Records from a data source
====
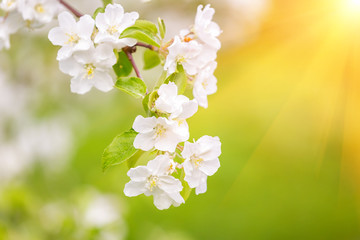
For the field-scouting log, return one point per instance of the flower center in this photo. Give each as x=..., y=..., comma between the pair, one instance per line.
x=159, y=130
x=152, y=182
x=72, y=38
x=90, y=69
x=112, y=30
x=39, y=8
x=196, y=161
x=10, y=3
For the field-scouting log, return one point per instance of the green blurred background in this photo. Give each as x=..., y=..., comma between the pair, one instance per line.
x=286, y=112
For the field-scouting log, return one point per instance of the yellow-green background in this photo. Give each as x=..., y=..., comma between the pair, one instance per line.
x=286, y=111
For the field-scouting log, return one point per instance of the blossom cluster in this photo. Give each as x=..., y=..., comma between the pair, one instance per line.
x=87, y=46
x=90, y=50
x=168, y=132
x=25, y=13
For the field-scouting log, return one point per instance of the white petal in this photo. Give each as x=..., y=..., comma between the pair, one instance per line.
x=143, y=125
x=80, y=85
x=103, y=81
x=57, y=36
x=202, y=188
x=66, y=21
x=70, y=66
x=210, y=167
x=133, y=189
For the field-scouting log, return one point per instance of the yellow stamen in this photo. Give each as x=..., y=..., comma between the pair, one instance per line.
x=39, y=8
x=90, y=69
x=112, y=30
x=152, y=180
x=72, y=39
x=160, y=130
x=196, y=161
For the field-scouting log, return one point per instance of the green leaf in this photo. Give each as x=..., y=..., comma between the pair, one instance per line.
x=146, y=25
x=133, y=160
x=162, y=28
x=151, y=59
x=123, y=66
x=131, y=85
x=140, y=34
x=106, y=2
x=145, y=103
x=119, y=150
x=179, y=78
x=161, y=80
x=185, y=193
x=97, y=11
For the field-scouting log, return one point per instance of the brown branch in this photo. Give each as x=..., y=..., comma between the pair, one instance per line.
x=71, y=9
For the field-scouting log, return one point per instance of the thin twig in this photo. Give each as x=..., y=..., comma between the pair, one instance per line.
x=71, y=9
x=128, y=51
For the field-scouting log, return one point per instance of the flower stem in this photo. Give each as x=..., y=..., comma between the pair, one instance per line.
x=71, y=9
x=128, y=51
====
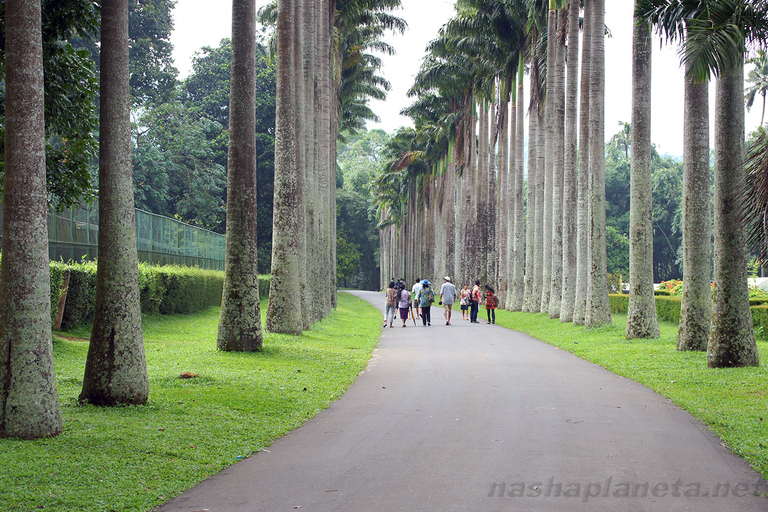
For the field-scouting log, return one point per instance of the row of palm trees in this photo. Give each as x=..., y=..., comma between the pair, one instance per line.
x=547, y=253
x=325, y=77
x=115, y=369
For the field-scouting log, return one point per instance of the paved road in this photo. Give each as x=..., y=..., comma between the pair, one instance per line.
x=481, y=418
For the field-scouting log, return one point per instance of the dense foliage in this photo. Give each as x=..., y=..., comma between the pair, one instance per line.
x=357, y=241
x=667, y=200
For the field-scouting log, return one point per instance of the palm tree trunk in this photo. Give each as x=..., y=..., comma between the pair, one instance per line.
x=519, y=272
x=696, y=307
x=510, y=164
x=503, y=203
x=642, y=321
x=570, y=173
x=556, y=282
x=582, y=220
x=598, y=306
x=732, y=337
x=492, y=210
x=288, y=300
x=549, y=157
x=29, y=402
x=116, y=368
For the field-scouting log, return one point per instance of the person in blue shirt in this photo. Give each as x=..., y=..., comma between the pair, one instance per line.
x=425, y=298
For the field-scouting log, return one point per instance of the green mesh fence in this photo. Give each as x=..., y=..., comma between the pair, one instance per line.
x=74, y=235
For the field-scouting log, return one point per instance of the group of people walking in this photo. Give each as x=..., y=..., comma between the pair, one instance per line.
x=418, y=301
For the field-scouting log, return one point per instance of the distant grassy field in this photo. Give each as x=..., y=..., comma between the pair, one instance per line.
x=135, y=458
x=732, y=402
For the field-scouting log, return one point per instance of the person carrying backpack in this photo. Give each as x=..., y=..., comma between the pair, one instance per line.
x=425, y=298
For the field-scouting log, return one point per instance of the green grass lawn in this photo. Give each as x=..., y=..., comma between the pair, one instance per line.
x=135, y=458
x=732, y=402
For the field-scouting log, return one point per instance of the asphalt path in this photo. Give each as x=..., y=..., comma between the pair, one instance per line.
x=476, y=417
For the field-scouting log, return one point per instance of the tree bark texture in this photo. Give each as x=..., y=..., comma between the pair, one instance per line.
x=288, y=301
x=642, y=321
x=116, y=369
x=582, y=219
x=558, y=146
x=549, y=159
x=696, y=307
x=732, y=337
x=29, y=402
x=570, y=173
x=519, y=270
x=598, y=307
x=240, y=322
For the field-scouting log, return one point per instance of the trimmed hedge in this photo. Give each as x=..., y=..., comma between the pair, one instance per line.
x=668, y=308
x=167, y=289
====
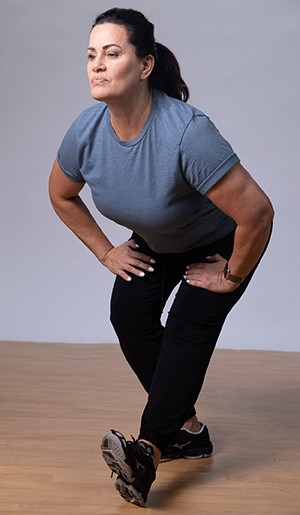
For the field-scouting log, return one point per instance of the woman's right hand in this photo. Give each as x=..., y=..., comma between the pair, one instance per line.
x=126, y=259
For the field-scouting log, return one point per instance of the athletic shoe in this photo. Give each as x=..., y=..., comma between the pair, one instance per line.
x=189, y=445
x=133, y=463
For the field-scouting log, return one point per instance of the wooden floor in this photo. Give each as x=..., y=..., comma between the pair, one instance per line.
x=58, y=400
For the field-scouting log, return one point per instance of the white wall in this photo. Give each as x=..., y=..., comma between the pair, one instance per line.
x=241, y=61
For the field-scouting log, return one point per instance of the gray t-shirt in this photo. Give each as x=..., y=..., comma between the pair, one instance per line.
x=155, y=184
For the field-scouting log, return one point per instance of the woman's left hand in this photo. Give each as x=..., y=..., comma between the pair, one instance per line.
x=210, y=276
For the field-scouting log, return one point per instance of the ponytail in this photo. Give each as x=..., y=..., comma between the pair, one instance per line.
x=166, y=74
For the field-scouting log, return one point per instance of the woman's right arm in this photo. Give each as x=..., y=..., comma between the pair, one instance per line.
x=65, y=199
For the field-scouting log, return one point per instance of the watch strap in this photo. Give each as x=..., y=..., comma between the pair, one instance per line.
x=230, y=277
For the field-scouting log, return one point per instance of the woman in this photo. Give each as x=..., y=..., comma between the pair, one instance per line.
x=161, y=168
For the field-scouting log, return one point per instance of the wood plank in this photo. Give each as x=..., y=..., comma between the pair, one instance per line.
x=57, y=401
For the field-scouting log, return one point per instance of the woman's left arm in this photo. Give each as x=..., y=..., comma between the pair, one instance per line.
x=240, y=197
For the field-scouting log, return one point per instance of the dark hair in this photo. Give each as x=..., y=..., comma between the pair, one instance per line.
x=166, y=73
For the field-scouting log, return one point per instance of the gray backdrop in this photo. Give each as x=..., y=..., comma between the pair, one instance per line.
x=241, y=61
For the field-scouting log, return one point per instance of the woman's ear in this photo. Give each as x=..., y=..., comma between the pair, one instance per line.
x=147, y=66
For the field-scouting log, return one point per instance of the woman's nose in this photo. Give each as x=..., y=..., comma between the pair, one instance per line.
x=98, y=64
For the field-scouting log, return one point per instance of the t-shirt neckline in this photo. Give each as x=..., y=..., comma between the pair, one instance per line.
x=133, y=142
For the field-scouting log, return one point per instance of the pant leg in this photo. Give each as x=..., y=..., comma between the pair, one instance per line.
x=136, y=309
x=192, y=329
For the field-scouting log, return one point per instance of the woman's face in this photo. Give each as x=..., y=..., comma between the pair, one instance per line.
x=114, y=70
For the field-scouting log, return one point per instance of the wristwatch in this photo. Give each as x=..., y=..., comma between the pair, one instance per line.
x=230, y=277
====
Exercise directions - From the material above, copy word for word the lines starting with the one that contains "woman's left hand" and going on through the one that contains "x=166, y=74", including both.

Exercise output -
For the field-scouting log, return one point per instance of the woman's left hand in this photo. Give each as x=..., y=..., comma between the pair, one instance per line.
x=210, y=276
For the field-scouting log, return one point per instance of the ponytail in this photo. Give each as x=..., y=..., comma between the pair, one instance per line.
x=166, y=74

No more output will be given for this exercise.